» INSTRUKSI TUGAS
Menurut ulasan film Guru Ngaji, apa judul film layar lebar debut Erwin Arnada sebagai sutradara?

» KUTIPAN DOKUMEN
——

Review

Info
Studio : Chanex Ridhall Pictures
Genre : Drama
Director : Erwin
Producer : Rosa Rai Djalal
Starring : Donny Damara, Ence Bagus, Andania Suri, Dodit Mulyanto, Dewi Irawan

Kamis, 29 Maret 2018 - 09:04:22 WIB
Flick Review : Guru Ngaji
Review oleh : Amir Syarif Siregar (@Sir_AmirSyarif) - Dibaca: 1778 kali


Enam tahun semenjak merilis debut pengarahan film layar lebarnya, Rumah di Seribu Ombak (2012) – yang berhasil meraih beberapa nominasi Festival Film Indonesia termasuk di kategori Film Terbaik dan Sutradara Terbaik, Erwin Arnada kembali duduk di kursi penyutradaraan untuk mengarahkan dua film yang dikeluarkan pada paruh awal tahun 2018. Film pertama, sebuah horor berjudul Nini Thowok yang dibintangi Natasha Wilona, menawarkan sebuah premis sederhana tentang sebuah urban legend berbau mistis namun gagal untuk dikembangkan dengan lebih apik. Film kedua, sebuah drama berjudul Guru Ngaji dimana kredit penyutradaraan bagi Arnada dituliskan dengan hanya menggunakan nama depannya, juga hadir dengan premis yang sama sederhana namun, untungnya, berhasil disajikan dengan kualitas pengisahan yang lebih baik. Banyak menghadirkan momen-momen kuat dan menyentuh meskipun masih terasa hadir dengan pengembangan cerita yang cenderung dangkal.

——

» ENTRI TERSEDIA

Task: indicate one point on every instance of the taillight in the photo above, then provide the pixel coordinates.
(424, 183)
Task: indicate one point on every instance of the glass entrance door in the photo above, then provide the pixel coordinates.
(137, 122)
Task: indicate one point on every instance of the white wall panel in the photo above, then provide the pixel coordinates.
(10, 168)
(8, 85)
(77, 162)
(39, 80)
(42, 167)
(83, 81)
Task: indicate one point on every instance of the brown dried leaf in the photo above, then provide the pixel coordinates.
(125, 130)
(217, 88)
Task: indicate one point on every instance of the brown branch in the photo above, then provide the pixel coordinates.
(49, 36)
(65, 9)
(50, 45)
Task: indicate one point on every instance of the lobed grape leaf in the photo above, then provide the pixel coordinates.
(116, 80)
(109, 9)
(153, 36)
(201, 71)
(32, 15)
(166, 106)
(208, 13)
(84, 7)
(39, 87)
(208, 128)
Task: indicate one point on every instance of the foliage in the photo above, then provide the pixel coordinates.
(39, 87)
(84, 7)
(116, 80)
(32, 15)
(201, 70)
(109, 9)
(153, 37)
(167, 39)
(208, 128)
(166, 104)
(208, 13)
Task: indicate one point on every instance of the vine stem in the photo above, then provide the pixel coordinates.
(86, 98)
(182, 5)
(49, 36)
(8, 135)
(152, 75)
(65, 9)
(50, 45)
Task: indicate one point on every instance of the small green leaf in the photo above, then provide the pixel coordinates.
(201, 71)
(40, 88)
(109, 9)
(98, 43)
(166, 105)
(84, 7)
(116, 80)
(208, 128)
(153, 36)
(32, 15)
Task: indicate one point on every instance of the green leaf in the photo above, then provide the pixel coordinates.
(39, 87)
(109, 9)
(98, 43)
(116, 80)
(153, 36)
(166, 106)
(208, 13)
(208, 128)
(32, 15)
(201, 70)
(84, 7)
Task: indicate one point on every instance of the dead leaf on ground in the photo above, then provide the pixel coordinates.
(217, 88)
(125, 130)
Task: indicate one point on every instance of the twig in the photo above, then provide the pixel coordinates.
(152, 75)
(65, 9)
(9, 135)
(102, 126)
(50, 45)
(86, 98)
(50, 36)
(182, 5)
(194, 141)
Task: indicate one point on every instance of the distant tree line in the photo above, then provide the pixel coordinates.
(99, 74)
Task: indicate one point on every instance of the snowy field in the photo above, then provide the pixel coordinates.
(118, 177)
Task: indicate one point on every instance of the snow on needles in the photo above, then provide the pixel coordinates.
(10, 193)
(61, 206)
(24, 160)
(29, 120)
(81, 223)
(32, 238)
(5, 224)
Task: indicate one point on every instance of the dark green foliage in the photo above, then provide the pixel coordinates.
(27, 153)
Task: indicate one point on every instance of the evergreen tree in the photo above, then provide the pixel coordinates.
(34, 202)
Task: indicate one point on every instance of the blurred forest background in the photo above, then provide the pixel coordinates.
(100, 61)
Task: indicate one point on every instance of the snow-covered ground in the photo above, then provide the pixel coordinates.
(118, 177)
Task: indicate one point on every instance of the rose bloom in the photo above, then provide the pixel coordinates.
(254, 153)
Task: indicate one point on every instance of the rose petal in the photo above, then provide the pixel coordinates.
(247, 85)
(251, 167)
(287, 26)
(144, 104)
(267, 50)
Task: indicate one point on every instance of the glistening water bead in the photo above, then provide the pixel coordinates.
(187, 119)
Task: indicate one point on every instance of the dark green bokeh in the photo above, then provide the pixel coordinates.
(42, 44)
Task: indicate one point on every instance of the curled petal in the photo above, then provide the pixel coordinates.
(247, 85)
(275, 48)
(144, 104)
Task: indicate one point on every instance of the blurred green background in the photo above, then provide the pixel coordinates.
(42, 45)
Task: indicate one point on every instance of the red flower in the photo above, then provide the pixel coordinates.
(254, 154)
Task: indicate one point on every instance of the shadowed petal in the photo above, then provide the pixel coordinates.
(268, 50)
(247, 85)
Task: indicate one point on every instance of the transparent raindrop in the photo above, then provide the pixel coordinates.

——

» HASIL KELUARAN
Rumah di Seribu Ombak (2012).